Location identification entries

:::

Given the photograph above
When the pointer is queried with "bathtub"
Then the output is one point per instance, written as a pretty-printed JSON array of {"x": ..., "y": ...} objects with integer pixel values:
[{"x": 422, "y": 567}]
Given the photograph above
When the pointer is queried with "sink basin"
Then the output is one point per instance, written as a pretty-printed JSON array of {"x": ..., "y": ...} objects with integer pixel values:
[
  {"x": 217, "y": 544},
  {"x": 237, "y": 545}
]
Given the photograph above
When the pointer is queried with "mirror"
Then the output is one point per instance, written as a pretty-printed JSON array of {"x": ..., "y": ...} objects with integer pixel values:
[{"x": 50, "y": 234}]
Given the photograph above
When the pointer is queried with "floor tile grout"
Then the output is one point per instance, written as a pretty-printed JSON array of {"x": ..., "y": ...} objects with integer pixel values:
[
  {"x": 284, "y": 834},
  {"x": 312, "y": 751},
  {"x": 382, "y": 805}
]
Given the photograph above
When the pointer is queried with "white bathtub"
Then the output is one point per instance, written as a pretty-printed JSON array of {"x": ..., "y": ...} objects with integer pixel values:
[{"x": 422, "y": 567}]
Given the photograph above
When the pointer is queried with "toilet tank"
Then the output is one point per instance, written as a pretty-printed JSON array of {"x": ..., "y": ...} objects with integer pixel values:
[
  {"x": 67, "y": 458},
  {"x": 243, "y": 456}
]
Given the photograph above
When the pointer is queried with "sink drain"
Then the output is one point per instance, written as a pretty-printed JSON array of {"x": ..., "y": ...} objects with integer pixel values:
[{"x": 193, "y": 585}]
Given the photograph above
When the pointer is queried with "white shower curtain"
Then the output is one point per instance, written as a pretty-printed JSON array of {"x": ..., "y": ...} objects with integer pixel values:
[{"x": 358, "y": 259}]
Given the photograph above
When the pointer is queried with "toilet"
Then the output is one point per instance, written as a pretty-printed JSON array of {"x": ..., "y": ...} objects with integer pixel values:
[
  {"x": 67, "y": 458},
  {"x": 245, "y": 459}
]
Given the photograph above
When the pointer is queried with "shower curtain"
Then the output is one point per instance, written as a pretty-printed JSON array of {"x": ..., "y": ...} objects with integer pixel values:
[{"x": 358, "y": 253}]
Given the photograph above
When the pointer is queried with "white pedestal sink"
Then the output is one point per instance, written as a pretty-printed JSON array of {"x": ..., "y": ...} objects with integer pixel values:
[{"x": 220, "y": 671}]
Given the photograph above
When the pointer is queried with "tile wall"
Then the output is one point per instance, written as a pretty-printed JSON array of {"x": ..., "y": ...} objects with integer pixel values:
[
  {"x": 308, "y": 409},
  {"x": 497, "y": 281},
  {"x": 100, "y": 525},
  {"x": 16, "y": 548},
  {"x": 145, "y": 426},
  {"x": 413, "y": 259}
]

:::

* Problem to solve
The records above must be repeated exactly, every one of them.

* Output for this exercise
Given the photograph above
When the pointer is queried with "bathtub"
Then the output is one point per instance, written as a pretty-printed JSON array of {"x": ..., "y": ...} objects with integer pixel values:
[{"x": 422, "y": 567}]
Given the photograph above
When the pointer is queried with "sink basin"
Then the output is one point per instance, written as a pretty-printed JSON array of {"x": ..., "y": ...} objects with integer pixel values:
[
  {"x": 217, "y": 544},
  {"x": 237, "y": 545}
]
Given the photograph above
When the pointer is queried with "mirror"
Then the output is one point per instance, written as a pretty-printed JSON array of {"x": ..., "y": ...} objects with integer pixel values:
[{"x": 50, "y": 234}]
Given the photograph above
When the pointer is queried with "floor tile grout"
Then the output is one point per instance, written as a pretty-printed JSON array of {"x": ..., "y": ...} objects with integer pixel values:
[
  {"x": 284, "y": 834},
  {"x": 312, "y": 751},
  {"x": 382, "y": 805}
]
Given the photograph above
When the pointer is queried with "white bathtub"
Then the output is one point per instance, written as a pretty-printed JSON array of {"x": ..., "y": ...} objects with integer pixel values:
[{"x": 422, "y": 567}]
Given the photograph above
When the pointer is queried with "toilet tank"
Then the output is one point per instance, written as a pretty-printed JSON array of {"x": ..., "y": ...} objects with integer pixel values:
[
  {"x": 67, "y": 458},
  {"x": 243, "y": 456}
]
Given the photograph above
When the pointer is queried with "sink drain"
Then the output is one point per instance, written as a pretty-printed JSON array of {"x": ..., "y": ...} objects with integer pixel values:
[{"x": 193, "y": 585}]
Given the photograph above
When the pointer is queried with "white shower curtain"
Then the output is one point per instance, written as a pretty-printed JSON array of {"x": ..., "y": ...} objects with integer pixel values:
[{"x": 358, "y": 259}]
Given the photograph above
When the pointer is queried with "toilet"
Then the output is one point per instance, written as a pretty-printed JSON array of {"x": ..., "y": ...} objects with integer pixel values:
[
  {"x": 67, "y": 458},
  {"x": 245, "y": 459}
]
Given the photograph above
When the pointer is queried with "shower curtain"
Then the output is one point per instance, written as a pretty-printed JSON array of {"x": ..., "y": ...} objects with integer pixel values:
[{"x": 358, "y": 253}]
Given the photograph above
When the pointer is queried with "white pedestal sink"
Then the output is one point per instance, written as a pretty-printed JSON array of {"x": ..., "y": ...} objects with integer pixel values:
[{"x": 220, "y": 671}]
Given the photograph above
When the pointer is queried with "tile wall"
Then the output is one point per instance, written as a pretty-printed JSON array of {"x": ..., "y": ...} objects with integer pixel values:
[
  {"x": 308, "y": 409},
  {"x": 497, "y": 281},
  {"x": 100, "y": 525},
  {"x": 16, "y": 548},
  {"x": 145, "y": 426},
  {"x": 413, "y": 259}
]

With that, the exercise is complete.